What this task involves =
Return the entries below in full. Keep every word as it is.

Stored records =
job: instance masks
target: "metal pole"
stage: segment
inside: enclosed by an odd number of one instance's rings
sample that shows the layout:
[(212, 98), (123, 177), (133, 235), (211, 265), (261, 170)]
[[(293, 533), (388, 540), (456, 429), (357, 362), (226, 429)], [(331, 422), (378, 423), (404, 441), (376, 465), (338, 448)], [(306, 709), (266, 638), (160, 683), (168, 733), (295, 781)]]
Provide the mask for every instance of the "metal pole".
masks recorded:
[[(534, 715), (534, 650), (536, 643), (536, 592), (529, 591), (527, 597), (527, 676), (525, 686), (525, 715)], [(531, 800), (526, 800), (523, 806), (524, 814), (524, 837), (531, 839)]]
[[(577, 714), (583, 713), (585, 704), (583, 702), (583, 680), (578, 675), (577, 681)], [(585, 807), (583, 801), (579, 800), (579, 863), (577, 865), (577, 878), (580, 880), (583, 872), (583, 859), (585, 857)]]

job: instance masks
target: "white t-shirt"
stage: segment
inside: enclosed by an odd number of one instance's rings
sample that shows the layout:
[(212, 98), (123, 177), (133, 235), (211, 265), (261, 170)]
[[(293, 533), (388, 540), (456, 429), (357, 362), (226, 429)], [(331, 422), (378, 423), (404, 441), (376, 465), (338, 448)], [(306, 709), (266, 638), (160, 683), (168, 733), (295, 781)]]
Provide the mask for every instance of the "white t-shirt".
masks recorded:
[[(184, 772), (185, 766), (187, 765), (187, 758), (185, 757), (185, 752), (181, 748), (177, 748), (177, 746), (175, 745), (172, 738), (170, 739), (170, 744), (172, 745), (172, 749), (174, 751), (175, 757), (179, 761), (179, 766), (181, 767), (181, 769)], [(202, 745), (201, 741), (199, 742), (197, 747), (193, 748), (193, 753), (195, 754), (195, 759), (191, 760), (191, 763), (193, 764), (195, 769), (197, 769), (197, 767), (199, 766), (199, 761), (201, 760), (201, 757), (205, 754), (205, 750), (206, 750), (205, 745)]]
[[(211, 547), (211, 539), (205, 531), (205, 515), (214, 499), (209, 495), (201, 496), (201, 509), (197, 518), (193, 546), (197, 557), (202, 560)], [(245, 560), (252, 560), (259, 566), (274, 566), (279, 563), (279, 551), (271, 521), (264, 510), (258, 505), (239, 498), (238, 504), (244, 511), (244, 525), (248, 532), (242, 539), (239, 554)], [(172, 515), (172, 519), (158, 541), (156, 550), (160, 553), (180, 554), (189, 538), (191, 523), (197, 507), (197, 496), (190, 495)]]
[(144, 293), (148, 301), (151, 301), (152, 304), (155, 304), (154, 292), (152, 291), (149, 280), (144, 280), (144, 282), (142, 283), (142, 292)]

Solved problem =
job: instance masks
target: "metal pole"
stage: segment
inside: enclosed by an odd number of one instance's rings
sample that shows the layout:
[(212, 98), (123, 177), (133, 235), (211, 265), (261, 170)]
[[(293, 533), (388, 540), (456, 429), (357, 362), (226, 429)], [(331, 422), (378, 423), (404, 441), (376, 465), (338, 448)], [(306, 709), (266, 638), (160, 683), (168, 733), (295, 781)]]
Provide the mask for every instance of the "metal pole".
masks recorded:
[[(534, 715), (534, 650), (536, 643), (536, 592), (529, 591), (527, 597), (527, 676), (525, 686), (525, 715)], [(531, 800), (526, 800), (523, 806), (524, 814), (524, 837), (531, 839)]]
[[(577, 714), (583, 713), (585, 704), (583, 702), (583, 680), (578, 675), (577, 681)], [(585, 807), (583, 801), (579, 800), (579, 863), (577, 865), (577, 878), (580, 880), (583, 872), (583, 859), (585, 857)]]

job: instance masks
target: "white t-shirt"
stage: segment
inside: enclosed by an odd number of one instance's rings
sample that shows the layout:
[(212, 98), (123, 177), (133, 235), (211, 265), (261, 170)]
[[(293, 533), (388, 540), (456, 429), (357, 362), (226, 429)], [(331, 422), (378, 423), (404, 441), (376, 465), (338, 448)], [(306, 709), (266, 638), (160, 683), (168, 733), (295, 781)]]
Provide the mask for every instance of the "white t-shirt".
masks recorded:
[[(184, 772), (185, 766), (187, 765), (187, 758), (185, 757), (185, 752), (181, 748), (177, 748), (177, 746), (175, 745), (172, 738), (170, 739), (170, 744), (172, 745), (172, 749), (174, 751), (175, 757), (179, 761), (179, 766), (181, 767), (181, 769)], [(202, 745), (201, 741), (199, 742), (197, 747), (193, 748), (193, 753), (195, 754), (195, 759), (191, 760), (191, 763), (193, 764), (195, 769), (197, 769), (197, 767), (199, 766), (199, 761), (201, 760), (201, 757), (205, 754), (205, 750), (206, 750), (205, 745)]]
[[(211, 547), (211, 539), (205, 531), (205, 515), (214, 499), (209, 495), (201, 496), (201, 509), (197, 518), (193, 546), (197, 557), (202, 560)], [(245, 560), (252, 560), (259, 566), (274, 566), (279, 563), (279, 551), (271, 521), (264, 510), (258, 505), (239, 498), (238, 504), (244, 511), (244, 525), (248, 532), (242, 539), (239, 554)], [(172, 515), (172, 519), (158, 541), (156, 550), (160, 553), (180, 554), (189, 538), (191, 523), (197, 507), (197, 496), (190, 495)]]
[(144, 293), (148, 301), (151, 301), (152, 304), (155, 304), (154, 292), (152, 291), (149, 280), (144, 280), (144, 282), (142, 283), (142, 292)]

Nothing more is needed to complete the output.